● **EXERCISE REQUIREMENTS**:
1 > Answer the following from the project description on heaves in horses:
(a) By what two other names is heaves also known?
(b) Exposure to what precipitates heaves?
(c) By which two routes might conventional vaccines be administered?
2 > Quote the stretch of the project description on heaves in horses from "We study the" through "response from developing.".

● **EXTRACT PROVIDED**:
--

Dr. Dorothy M. Ainsworth
The primary objective of this project will be to investigate how an underlying inflammatory condition, like heaves (also known as recurrent airway obstruction (RAO) or chronic obstructive pulmonary disease, COPD), affects or biases the immune system. We will specifically examine whether a symptomatic heavey horse can develop an antibody response to a nebulized vaccine to the same degree as either a control healthy horse or an asymptomatic horse prone to heaves. Once we have quantitated the antibody response in the horses' lungs and blood, we will determine if the strength of the humoral response is correlated with the magnitude of the immune mediator (cytokine) response of the immune cells in these two compartments.
We study the immune responses in heavey horses for several reasons: This medical condition is one of the most common disorders seen in horses referred to the Cornell University Hospital for Animals. Heaves is found in middle-aged and older horses and is precipitated by exposure to hay and bedding materials. The condition, which resembles asthma in humans, is characterized by neutrophil accumulation in the small bronchioles, bronchospasm and mucus accumulation. It severely limits the athletic usefulness of these horses contributing to owner frustration and horse wastage.
Secondly, we study heaves because it is unknown if conventional vaccines, administered either intramuscularly or intranasally, might adversely affect the airway obstruction, or thirdly, whether the inflammatory condition of heaves might prevent an adequate immune response from developing.

--

● **LISTED ENTRIES**:

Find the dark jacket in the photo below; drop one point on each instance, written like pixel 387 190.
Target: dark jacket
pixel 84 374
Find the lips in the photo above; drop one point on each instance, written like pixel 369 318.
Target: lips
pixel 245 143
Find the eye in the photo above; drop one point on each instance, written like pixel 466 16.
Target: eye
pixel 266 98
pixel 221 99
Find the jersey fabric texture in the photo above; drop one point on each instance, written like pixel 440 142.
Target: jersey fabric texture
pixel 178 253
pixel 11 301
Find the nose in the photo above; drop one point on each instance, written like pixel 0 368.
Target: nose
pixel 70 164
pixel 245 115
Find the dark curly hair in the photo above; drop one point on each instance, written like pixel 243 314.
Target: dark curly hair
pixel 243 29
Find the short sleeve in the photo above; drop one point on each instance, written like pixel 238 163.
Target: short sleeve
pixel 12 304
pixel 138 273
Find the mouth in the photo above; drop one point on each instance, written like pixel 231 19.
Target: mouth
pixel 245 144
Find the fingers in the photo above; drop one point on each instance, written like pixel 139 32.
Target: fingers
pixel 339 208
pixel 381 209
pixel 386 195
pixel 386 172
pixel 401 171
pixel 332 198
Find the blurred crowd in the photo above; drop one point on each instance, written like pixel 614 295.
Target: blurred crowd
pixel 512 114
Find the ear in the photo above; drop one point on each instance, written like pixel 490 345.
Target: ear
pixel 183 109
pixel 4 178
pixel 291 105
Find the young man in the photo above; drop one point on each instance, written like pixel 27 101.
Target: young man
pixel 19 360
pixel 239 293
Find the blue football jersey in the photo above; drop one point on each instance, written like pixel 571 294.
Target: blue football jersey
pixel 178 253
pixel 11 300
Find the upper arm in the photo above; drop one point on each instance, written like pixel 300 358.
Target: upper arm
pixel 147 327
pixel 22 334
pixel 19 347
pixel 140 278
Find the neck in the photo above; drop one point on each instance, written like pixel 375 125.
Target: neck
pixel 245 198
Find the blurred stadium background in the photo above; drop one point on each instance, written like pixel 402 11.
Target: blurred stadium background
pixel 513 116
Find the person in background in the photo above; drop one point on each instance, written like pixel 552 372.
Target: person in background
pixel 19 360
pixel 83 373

--

● **RESULTS FOR THE EXERCISE**:
1 >
(a) Recurrent airway obstruction (RAO) and chronic obstructive pulmonary disease (COPD).
(b) Hay and bedding materials.
(c) Intramuscularly or intranasally.

2 >
We study the immune responses in heavey horses for several reasons: This medical condition is one of the most common disorders seen in horses referred to the Cornell University Hospital for Animals. Heaves is found in middle-aged and older horses and is precipitated by exposure to hay and bedding materials. The condition, which resembles asthma in humans, is characterized by neutrophil accumulation in the small bronchioles, bronchospasm and mucus accumulation. It severely limits the athletic usefulness of these horses contributing to owner frustration and horse wastage.
Secondly, we study heaves because it is unknown if conventional vaccines, administered either intramuscularly or intranasally, might adversely affect the airway obstruction, or thirdly, whether the inflammatory condition of heaves might prevent an adequate immune response from developing.